Texto extraído:
================================
Usuário(a):Pablo Ortellado/Política cultural

Política Cultural pode ser entendida como um conjunto de iniciativas e medidas de apoio institucional sistemático [1] desenvolvido pela administração pública ou instituições civis, grupos comunitários e empresas privadas na perspectiva de orientar o reconhecimento, a proteção e o estímulo ao desenvolvimento simbólico [2] material e imaterial de determinada sociedade ou grupo social.

Numa ação do poder público, uma política cultural se traduz por operações, princípios e procedimentos administrativos e orçamentários com características de instruções e diretrizes, tanto de ação direta quanto de fomento, assim como de meios regulatórios apropriados ao setor - normas jurídicas que regem as relações entre os sujeitos e os objetos culturais - em modelos e rearranjos ideológicos e econômicos com vistas à conservação de patrimônio e a democratização da cultura, desde o consumo e a produção de bens e serviços até a participação e a criação de processos culturais, em modalidades com objetivos diferentes - excludentes ou cumulativos - e por vezes incompatíveis.

A partir de diferentes modos de compreensão da significação dessas iniciativas e, por conseguinte, pelos respectivos modos de proposição e agenciamento das mesmas é possível verificar o comprometimento do Estado com a cultura nos diferentes contextos sociais, no que se refere à democratização do acesso e da fruição e a diversidade da oferta de bens e serviços culturais.

Conceitos e dimensões da cultura

O termo cultura aponta para as atividades do ser humano numa amplitude de significações e linguagens que vão desde as manifestações tradicionais (literatura, pintura, cinema) até a cultura popular (carnaval), incluindo a publicidade, a moda, o comportamento (ou a atitude), a festa, o consumo, o estar-junto, etc. [1]

A cultura é elemento decisivo para a construção e o exercício da cidadania. É o setor da política em que o investimento reverte diretamente para a sociedade como um todo. Dada a sua relevância, o desenvolvimento nacional está intrinsecamente vinculado à dimensão cultural.[3]

A abordagem da cultura como objeto de política pública e o entendimento de que arte e cultura dependem de sustentação econômica e institucional, não admitem uma postura de rejeição ético-ideológica do dinheiro e da economia. Apesar da reconhecida importância dos múltiplos pontos de vista que fundamentam as controvérsias sobre cultura, estes devem incorporar a abordagem anterior. [4]

O tema das políticas culturais tem uma configuração eminentemente multidisciplinar, onde os fazeres e saberes populares convivem com o universo das belas artes compartilhando espaço e importância.
================================
Dados armazenados
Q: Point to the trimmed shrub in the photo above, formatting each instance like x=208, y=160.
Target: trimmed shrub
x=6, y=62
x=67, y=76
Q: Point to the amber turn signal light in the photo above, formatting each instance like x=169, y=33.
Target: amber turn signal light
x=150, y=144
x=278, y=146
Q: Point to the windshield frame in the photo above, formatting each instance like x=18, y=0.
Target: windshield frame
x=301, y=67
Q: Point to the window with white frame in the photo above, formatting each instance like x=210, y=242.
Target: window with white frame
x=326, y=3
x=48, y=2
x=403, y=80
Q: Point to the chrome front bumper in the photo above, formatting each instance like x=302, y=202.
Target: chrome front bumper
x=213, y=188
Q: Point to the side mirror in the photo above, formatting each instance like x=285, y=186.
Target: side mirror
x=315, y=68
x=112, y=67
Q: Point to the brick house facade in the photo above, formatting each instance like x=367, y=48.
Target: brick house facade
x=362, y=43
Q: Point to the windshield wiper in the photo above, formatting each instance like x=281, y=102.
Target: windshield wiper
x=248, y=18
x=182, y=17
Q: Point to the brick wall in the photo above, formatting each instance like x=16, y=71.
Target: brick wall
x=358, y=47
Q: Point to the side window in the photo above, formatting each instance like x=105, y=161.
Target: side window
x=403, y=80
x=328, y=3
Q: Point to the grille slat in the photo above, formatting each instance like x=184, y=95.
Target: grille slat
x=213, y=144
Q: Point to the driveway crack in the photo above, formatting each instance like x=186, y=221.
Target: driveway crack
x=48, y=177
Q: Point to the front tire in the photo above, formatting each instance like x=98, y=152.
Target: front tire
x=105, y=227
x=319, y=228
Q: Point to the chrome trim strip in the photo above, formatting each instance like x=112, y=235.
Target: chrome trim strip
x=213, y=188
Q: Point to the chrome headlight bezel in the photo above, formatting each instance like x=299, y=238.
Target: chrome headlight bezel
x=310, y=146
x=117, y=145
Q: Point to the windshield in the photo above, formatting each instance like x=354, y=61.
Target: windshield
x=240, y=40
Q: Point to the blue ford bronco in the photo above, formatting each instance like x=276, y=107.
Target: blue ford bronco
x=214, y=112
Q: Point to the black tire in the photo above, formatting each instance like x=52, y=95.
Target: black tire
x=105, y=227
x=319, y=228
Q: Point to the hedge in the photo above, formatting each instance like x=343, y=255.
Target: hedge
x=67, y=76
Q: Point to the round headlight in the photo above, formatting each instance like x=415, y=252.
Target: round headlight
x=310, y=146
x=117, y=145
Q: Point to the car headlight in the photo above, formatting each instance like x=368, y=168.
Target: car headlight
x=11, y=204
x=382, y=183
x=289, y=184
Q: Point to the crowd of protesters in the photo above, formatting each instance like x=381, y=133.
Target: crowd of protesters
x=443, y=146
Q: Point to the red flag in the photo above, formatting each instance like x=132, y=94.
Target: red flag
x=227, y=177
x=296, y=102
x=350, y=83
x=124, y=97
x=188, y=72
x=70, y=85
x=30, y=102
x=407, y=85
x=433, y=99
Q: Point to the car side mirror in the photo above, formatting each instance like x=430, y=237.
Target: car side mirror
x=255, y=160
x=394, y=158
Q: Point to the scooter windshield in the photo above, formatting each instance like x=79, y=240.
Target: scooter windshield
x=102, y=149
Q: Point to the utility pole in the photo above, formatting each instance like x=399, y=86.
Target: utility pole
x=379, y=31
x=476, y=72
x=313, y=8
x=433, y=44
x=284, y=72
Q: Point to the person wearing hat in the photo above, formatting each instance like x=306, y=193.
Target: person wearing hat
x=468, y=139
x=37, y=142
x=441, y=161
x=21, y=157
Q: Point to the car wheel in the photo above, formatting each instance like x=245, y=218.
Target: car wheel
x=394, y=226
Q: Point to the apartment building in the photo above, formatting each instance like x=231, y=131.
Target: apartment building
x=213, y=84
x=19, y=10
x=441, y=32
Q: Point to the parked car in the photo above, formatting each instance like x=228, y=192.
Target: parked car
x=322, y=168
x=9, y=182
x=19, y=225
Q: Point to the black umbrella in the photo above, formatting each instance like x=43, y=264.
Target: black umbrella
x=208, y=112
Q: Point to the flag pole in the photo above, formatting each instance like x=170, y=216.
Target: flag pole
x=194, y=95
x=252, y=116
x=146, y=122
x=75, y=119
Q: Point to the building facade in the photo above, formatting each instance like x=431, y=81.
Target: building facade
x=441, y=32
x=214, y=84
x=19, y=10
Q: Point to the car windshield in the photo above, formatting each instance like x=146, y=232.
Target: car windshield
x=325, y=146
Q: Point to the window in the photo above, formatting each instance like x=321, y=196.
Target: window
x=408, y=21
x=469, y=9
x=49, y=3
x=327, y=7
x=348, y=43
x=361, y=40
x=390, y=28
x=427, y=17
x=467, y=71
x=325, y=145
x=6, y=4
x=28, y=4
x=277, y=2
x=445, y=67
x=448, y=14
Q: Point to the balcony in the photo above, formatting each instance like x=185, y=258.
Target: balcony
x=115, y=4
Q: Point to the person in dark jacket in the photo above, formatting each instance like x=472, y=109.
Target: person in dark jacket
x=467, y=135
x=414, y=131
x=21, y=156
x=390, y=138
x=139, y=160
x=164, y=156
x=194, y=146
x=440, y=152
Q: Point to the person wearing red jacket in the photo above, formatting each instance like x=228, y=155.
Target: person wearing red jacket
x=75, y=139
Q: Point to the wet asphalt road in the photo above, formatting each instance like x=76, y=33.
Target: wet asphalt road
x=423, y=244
================================
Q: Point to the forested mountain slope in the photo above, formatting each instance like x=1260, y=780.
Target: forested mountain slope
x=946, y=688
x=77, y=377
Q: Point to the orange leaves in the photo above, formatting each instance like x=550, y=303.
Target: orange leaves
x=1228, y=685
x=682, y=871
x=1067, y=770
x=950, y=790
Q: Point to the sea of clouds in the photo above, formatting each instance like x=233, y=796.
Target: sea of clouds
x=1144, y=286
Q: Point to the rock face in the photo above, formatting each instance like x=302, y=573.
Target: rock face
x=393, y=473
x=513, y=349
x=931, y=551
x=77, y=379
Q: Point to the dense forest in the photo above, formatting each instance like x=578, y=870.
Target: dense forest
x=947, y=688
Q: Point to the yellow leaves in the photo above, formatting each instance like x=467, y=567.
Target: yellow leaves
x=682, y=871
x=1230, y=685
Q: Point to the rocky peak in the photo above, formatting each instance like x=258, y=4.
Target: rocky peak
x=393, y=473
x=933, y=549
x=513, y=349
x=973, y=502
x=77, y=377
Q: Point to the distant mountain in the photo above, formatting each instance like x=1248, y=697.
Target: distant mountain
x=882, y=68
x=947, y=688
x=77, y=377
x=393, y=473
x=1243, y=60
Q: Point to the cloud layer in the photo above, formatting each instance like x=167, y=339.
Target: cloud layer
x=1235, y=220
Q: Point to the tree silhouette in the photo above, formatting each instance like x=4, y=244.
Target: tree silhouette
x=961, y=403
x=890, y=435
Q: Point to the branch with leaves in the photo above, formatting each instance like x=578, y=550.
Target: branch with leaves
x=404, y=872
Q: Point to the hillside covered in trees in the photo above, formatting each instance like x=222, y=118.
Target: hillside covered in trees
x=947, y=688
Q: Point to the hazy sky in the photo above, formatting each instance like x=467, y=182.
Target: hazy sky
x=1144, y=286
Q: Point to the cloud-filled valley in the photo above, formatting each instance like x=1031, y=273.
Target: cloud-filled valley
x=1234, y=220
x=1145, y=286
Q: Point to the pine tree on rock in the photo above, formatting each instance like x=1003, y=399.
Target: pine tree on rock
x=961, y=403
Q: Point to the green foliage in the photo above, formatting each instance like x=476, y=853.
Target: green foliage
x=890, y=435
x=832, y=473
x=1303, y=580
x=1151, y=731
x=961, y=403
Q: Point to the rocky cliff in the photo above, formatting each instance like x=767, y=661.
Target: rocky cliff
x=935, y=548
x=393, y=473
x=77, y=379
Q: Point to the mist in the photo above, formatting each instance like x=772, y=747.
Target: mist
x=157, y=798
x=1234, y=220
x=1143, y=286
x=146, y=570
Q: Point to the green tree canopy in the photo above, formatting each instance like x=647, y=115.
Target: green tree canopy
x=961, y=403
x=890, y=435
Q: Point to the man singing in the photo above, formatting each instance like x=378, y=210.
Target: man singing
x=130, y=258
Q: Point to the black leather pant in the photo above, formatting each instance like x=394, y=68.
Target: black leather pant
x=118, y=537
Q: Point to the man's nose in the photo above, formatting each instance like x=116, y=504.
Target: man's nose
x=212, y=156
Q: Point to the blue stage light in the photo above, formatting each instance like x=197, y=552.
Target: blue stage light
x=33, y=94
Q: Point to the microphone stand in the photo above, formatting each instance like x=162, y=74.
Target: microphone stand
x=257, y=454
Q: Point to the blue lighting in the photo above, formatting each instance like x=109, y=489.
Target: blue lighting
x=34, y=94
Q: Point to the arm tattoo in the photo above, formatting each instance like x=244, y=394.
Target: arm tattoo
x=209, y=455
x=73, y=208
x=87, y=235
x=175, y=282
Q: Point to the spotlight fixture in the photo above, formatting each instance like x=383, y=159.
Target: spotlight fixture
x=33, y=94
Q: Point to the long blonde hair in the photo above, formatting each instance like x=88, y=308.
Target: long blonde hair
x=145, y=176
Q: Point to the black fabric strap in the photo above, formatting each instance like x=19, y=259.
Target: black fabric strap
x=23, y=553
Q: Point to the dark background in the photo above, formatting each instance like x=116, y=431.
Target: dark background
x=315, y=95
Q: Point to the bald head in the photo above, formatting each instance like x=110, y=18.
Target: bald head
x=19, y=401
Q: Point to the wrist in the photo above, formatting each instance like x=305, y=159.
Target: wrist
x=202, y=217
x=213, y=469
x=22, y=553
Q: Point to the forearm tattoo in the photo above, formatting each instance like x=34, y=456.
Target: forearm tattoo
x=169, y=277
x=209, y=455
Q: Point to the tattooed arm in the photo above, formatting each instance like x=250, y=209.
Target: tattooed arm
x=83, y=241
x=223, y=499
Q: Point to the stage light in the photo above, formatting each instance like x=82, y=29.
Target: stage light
================================
Tarefa:
Responda com base no texto sobre política cultural:
(a) Quais manifestações tradicionais aparecem entre parênteses como exemplos?
(b) Para o que a cultura é considerada elemento decisivo?
(c) Que postura diante do dinheiro e da economia não é admitida?

Resultado:
(a) Literatura, pintura e cinema.
(b) Para a construção e o exercício da cidadania.
(c) Uma postura de rejeição ético-ideológica do dinheiro e da economia.